- [JOB] Everything from the line containing "the tea plantation" through the last line of the records below should be printed exactly, please, and nothing else.

[Records excerpted from a collection]
^^^^^^^^^^^^^^^^
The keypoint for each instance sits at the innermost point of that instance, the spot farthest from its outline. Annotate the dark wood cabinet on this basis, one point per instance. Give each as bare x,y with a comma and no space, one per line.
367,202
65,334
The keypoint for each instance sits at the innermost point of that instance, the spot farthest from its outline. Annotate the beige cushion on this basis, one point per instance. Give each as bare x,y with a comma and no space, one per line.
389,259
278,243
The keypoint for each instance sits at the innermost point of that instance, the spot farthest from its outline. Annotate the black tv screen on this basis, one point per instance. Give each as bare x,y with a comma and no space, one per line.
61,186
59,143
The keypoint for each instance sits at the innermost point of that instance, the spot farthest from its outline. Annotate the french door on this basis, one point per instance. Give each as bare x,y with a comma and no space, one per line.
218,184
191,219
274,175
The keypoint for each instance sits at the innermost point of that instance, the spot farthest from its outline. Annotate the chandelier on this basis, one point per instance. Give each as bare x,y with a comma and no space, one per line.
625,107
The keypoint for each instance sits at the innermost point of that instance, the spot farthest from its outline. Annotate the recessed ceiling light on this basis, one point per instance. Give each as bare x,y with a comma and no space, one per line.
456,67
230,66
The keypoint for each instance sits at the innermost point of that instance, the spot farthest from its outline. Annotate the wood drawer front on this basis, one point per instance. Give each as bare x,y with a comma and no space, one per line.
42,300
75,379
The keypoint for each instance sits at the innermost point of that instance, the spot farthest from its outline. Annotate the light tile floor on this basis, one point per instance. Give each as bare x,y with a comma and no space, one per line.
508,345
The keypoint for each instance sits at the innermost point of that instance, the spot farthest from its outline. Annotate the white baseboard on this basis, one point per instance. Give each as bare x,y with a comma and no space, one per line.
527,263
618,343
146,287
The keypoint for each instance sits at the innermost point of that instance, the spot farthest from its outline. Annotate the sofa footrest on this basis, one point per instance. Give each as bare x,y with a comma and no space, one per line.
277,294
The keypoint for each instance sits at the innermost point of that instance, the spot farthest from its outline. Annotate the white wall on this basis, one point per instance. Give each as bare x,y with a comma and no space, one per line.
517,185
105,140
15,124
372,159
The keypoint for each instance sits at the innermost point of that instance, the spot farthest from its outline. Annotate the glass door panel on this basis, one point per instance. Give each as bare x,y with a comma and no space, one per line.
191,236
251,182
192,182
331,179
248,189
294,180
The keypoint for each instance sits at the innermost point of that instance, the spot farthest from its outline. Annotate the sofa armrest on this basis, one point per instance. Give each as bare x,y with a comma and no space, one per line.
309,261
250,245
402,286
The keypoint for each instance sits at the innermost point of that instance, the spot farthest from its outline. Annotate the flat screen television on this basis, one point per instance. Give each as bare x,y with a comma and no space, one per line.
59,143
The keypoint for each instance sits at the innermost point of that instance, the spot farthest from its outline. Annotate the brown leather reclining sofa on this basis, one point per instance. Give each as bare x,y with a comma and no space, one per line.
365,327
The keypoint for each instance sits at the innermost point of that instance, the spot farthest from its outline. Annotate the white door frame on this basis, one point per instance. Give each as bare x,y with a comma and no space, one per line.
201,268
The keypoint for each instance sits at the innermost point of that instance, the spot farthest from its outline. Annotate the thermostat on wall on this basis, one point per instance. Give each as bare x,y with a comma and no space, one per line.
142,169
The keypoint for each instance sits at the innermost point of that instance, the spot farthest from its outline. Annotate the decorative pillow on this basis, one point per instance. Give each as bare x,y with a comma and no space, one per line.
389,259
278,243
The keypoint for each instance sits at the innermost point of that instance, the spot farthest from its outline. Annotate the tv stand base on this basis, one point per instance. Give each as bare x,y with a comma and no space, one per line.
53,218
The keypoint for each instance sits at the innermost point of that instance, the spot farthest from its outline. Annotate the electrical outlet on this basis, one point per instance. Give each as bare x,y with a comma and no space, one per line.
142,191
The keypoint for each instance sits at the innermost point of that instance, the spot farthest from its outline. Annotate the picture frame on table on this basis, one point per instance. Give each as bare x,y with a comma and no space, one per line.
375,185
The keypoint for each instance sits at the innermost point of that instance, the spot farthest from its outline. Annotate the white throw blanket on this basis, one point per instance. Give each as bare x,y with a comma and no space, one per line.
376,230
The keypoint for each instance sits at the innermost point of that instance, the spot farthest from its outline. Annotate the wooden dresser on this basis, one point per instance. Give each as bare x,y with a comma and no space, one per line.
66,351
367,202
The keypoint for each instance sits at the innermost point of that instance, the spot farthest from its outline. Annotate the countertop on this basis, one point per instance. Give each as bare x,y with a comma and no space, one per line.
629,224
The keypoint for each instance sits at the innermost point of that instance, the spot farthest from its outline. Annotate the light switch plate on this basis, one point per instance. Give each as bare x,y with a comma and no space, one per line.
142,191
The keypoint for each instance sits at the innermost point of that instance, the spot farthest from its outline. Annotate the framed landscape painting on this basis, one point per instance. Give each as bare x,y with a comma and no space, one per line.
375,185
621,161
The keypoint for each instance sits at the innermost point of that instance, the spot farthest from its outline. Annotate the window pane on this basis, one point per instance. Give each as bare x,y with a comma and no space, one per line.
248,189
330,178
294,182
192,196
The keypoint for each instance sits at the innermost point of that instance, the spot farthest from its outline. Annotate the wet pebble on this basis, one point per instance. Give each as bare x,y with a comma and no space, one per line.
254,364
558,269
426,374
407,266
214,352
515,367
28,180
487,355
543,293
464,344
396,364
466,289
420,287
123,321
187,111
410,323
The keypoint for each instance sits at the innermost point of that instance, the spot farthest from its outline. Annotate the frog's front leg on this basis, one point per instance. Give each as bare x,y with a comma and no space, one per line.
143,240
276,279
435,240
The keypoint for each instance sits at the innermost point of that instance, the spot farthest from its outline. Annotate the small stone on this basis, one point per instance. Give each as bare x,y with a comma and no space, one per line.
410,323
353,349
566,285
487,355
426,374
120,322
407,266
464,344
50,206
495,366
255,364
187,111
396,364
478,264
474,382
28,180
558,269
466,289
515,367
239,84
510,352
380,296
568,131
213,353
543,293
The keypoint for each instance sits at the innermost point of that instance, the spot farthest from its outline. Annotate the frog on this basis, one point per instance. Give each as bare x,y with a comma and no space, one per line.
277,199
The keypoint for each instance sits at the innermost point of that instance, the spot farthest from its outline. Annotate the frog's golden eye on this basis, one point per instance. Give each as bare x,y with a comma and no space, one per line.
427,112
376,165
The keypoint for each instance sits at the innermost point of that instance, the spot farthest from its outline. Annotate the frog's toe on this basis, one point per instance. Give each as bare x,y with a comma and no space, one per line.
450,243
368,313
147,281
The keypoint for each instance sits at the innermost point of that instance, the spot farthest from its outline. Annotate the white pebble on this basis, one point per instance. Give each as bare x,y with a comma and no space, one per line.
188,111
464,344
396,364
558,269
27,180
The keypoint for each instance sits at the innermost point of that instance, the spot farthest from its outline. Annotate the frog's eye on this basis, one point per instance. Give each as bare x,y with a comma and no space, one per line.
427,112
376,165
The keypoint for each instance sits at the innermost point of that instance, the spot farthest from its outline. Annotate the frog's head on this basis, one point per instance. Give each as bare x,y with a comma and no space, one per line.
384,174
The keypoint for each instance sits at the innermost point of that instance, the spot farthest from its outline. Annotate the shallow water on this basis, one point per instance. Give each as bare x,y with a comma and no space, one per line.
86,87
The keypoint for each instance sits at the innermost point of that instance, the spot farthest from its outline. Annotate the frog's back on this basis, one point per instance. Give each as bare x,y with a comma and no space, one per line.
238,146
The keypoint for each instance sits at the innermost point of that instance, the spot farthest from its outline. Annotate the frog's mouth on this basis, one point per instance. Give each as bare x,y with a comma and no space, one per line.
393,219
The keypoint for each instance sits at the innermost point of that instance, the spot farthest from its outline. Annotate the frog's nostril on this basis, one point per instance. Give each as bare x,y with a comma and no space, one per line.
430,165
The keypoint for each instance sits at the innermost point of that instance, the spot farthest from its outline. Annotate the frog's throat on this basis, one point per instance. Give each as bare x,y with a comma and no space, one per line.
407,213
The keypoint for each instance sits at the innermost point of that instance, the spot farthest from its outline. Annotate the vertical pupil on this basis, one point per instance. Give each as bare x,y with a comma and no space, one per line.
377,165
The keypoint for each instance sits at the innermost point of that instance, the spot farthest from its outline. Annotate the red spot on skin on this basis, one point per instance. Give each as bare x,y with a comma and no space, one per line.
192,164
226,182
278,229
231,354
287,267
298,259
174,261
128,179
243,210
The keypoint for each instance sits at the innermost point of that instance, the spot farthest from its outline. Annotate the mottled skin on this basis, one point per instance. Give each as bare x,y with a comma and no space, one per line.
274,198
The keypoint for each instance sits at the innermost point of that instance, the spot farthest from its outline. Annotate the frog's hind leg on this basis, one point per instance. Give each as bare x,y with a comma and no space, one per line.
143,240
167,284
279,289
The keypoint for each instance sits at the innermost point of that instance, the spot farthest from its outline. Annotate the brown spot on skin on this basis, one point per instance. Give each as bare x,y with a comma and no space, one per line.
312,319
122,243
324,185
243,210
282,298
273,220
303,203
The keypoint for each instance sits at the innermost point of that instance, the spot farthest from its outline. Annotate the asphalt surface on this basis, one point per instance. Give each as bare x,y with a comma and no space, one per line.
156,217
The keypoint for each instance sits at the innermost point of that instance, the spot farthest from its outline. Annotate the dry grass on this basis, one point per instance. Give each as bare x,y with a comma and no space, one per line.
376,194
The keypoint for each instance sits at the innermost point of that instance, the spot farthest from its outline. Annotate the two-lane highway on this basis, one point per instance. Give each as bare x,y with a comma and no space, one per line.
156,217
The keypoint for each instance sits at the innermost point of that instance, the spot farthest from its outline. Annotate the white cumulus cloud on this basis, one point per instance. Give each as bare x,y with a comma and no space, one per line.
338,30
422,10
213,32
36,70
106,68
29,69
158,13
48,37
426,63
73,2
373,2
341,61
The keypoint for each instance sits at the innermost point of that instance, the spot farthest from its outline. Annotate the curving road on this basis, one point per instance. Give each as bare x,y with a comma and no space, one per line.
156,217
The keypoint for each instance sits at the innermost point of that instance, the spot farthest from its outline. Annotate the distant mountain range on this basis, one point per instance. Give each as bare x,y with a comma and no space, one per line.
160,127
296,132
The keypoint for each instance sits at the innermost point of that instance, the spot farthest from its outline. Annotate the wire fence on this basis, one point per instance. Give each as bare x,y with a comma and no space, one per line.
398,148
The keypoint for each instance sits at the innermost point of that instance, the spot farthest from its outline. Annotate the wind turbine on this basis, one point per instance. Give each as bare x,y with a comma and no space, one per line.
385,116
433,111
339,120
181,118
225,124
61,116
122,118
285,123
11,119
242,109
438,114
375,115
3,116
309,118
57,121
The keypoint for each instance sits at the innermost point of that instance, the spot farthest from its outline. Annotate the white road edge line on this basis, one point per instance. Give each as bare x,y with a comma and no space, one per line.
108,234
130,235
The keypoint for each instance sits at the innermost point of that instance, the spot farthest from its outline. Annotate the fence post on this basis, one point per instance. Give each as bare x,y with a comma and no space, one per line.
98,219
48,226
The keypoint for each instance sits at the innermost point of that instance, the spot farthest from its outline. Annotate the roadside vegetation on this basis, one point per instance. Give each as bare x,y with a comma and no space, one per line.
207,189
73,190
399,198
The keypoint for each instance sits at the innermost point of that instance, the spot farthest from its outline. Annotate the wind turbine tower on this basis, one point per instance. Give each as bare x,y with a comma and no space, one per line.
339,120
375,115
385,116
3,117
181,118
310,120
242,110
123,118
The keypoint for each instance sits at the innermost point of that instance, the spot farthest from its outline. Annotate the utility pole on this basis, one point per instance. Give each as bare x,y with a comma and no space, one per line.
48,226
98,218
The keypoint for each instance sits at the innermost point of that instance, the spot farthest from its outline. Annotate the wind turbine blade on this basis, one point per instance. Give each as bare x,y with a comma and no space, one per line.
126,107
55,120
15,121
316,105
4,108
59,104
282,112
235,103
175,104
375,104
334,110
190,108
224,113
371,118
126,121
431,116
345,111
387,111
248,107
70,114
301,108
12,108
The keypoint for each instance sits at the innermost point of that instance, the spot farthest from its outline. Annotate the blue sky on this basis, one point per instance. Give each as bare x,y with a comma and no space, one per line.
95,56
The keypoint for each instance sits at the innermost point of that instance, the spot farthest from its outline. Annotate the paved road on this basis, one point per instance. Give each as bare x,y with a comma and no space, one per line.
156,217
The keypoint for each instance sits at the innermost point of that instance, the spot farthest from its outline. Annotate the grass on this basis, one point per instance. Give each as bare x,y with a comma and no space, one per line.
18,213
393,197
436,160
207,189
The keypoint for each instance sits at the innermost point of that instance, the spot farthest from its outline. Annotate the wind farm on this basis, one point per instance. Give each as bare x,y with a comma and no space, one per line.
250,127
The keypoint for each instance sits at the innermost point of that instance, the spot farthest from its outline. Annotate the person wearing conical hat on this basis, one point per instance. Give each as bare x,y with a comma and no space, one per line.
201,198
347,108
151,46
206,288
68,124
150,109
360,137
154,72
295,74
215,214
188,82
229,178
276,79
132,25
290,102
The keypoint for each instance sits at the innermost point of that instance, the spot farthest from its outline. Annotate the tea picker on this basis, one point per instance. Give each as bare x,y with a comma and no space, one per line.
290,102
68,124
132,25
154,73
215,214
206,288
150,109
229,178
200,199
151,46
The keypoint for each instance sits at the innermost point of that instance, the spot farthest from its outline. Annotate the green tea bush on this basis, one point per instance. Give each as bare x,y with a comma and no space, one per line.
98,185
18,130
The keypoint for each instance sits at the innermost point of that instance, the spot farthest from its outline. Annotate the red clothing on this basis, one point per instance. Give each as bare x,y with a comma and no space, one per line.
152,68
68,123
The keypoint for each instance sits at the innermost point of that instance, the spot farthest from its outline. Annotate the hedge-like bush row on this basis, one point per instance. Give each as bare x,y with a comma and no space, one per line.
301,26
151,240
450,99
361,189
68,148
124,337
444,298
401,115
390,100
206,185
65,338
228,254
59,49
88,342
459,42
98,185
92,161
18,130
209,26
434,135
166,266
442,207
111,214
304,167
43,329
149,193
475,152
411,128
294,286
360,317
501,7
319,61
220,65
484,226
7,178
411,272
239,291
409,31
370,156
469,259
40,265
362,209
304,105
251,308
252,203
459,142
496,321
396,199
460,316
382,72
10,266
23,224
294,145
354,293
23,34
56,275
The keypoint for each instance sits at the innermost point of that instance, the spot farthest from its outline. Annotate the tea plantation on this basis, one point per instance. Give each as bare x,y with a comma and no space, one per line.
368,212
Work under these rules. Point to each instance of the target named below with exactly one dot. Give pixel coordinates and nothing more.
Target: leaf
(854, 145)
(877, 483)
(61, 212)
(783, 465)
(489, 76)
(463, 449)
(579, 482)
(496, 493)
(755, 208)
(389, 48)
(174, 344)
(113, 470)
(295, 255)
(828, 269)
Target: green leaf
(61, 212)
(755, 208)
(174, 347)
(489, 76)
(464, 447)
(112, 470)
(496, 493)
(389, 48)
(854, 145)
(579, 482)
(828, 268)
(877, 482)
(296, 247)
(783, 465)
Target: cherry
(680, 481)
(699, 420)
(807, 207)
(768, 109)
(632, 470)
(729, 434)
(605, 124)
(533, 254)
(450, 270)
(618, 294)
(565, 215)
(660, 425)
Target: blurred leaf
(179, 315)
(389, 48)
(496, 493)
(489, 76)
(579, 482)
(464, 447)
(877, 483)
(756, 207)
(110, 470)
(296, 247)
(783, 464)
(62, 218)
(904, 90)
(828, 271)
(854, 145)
^^^^^^^^^^^^^^^^
- [REPLY TO THE EXERCISE]
The keypoint for each instance sits at the innermost point of that instance, the spot farthest from its outline. Annotate the tea plantation on this basis, one point per instance. Give each as bare x,y with a comma and no space, one per line.
368,212
Work under these rules. Point to each instance of the target named below with exactly one dot. Give pixel coordinates and nothing more.
Target: leaf
(854, 145)
(877, 483)
(61, 212)
(783, 465)
(489, 76)
(463, 449)
(579, 482)
(496, 493)
(755, 208)
(389, 48)
(174, 344)
(113, 470)
(295, 255)
(828, 269)
Target: green leaf
(61, 212)
(755, 208)
(174, 347)
(489, 76)
(464, 447)
(112, 470)
(496, 493)
(389, 48)
(854, 145)
(579, 482)
(828, 268)
(877, 482)
(296, 247)
(783, 465)
Target: cherry
(680, 481)
(699, 420)
(807, 207)
(768, 109)
(632, 470)
(729, 434)
(605, 124)
(533, 254)
(450, 270)
(618, 294)
(565, 215)
(660, 425)
Target: blurred leaf
(179, 315)
(389, 48)
(496, 493)
(489, 76)
(579, 482)
(464, 447)
(877, 483)
(756, 207)
(110, 470)
(296, 247)
(783, 464)
(62, 218)
(904, 90)
(828, 271)
(854, 145)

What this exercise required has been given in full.